### Texto para leitura
Ninguém é obrigado a gostar de coentro, mas ninguém pode, por isso, impedir sua fruição por aqueles que gostam. O que fazer diante do “longo e tenebroso inverno” da barbárie, reforçada agora pela Proposta de Emenda à Constituição – a PEC do ministro Guedes – que desobriga o poder público de construir escolas para assim ampliar o ensino privado no país? Só nos resta seguir o exemplo da dona Waldenora: rodar a baiana com giletes afiadas na ponta da saia. “Resistir quem há-de”?
P.S. – O poeta de Aparecida Luiz Bacellar, prêmio nacional de poesia em 1959, cantou: “E mesmo que toda a gente / fique rindo, duvidando / destas estórias que narro / Não me importo: vou contente / toscamente improvisando / na minha frauta de barro”.
Para que ninguém duvide, vai aqui o destino de alguns personagens citados: o taberneiro racista era, na realidade, o seu Francisquinho, cujo nome foi mudado neste relato para assim “rimar” com Alvim. Sua única filha, hoje com outra cabeça, foi adestrada para chamar dona Waldenora, de quem não tenho mais notícias, de “Nora Cecê”. O Jaime Mãozinha morreu. A Leonor está vivíssima com 84 anos e continua uma gatinha toda empiriquitada. Roberto Alvim vai falir já-já. Gil segue (en)cantando. Fernanda Montenegro, cada vez mais amada. E o livro da Manuela é discutido em todas as universidades do país.

(Entradas de dados armazenados)

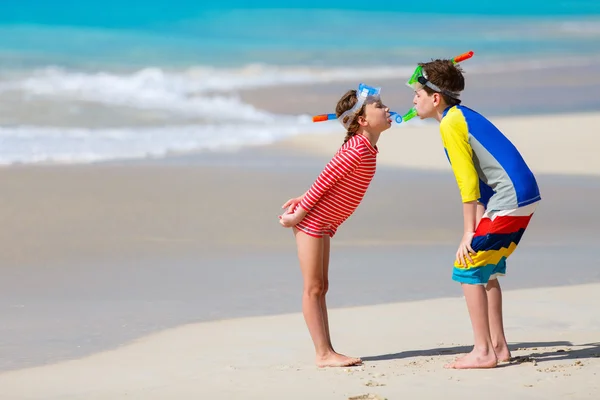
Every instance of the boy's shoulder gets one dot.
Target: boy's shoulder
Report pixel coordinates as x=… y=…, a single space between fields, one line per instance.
x=462 y=116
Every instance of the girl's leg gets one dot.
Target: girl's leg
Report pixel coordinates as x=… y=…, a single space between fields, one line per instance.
x=310 y=255
x=482 y=355
x=326 y=252
x=494 y=295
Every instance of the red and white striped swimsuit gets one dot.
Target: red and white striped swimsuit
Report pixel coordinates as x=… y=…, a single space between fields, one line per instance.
x=339 y=189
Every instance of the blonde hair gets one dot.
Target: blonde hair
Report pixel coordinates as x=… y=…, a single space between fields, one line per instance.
x=346 y=103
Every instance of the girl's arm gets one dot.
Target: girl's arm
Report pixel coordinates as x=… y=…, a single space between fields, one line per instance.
x=344 y=162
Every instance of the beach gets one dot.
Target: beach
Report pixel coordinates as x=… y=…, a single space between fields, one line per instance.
x=145 y=153
x=178 y=271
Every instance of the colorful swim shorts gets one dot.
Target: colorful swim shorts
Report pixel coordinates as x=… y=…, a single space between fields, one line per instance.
x=496 y=237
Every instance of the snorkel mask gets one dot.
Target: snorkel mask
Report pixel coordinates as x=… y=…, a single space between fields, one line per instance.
x=419 y=80
x=365 y=95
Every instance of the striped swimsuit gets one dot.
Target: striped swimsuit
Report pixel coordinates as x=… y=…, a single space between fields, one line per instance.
x=488 y=168
x=339 y=189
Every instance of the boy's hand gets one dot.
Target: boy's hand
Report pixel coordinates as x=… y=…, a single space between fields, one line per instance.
x=291 y=204
x=288 y=220
x=465 y=250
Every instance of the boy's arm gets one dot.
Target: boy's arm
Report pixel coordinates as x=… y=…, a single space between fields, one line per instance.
x=340 y=165
x=455 y=136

### Instruções de trabalho
A. Pode devolver, sem nenhuma alteração, as linhas dos registros que vão da que contém “Every instance of the girl's leg” até a que contém “x=494 y=295”, ambas incluídas?
B. Pode retomar o texto para leitura e continuá-lo a partir do ponto em que ele para?
Os registros não têm nenhuma relação com o texto para leitura.

### Resultados esperados
A.
Every instance of the girl's leg gets one dot.
Target: girl's leg
Report pixel coordinates as x=… y=…, a single space between fields, one line per instance.
x=310 y=255
x=482 y=355
x=326 y=252
x=494 y=295

B.
Cultura e Civilização
Gilberto Gil
A cultura e a civilização / elas que se danem ou não
Somente me interessam /contanto que me deixem
meu licor de jenipapo / o papo das noites de São João
somente me interessam / contanto que me deixem
meu cabelo belo / belo como a juba de um leão
contanto que me deixem / ficar na minha
contanto que me deixem / ficar com minha vida na mão
minha vida na mão / minha vida
A cultura e a civilização / elas que se danem ou não
Eu gosto mesmo / é de comer com coentro
eu gosto mesmo / é de ficar por dentro
como eu estive algum tempo / na barriga de Claudina
uma velha baiana / cem por cento.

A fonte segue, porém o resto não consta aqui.